Ao determinar neste domingo (26) reclamação disciplinar contra o desembargador Eduardo Siqueira, o Corregedor Nacional de Justiça, Humberto Martins, afirmou que "por vias reflexas" (indiretamente), o juiz do Tribunal de Justiça de São Paulo infringiu a nova lei de abuso de autoridade e o artigo 331 do código penal (crime de desacato).

O desembargador se tornou conhecido nacionalmente após ter sido flagrado em vídeo ofendendo um guarda municipal em Santos ao ser multado por se recusar a usar máscara num passeio na orla da cidade

A lei 13869, mencionada por Martins, é a nova lei de abuso de autoridade, aprovada com vários vetos pelo presidente Bolsonaro (sem partido). O artigo 33, citado pelo corregedor, não sofreu cortes.
·····
• _Tarefa escrita_:
No trecho sobre a reclamação disciplinar contra o desembargador, por qual motivo ele foi multado em Santos?

Entradas armazenadas
·····
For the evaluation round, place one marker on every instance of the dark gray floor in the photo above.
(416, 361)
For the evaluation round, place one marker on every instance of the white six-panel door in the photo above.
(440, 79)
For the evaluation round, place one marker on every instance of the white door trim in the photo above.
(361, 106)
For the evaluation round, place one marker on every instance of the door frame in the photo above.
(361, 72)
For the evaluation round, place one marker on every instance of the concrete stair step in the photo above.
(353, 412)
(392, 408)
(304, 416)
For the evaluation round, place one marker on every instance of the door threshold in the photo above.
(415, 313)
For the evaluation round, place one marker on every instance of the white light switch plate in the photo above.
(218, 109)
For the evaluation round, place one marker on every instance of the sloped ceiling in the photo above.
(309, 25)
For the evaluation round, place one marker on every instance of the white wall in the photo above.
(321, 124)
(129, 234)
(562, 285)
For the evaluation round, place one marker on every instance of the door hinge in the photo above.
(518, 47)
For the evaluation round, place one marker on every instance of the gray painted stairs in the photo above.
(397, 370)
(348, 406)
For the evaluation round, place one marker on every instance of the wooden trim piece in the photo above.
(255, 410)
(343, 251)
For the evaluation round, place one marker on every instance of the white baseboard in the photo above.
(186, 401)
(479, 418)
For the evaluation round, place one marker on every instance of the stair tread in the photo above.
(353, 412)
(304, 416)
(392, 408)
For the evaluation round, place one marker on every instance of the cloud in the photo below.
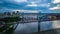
·····
• _Resposta do exercício_:
Por se recusar a usar máscara num passeio na orla da cidade.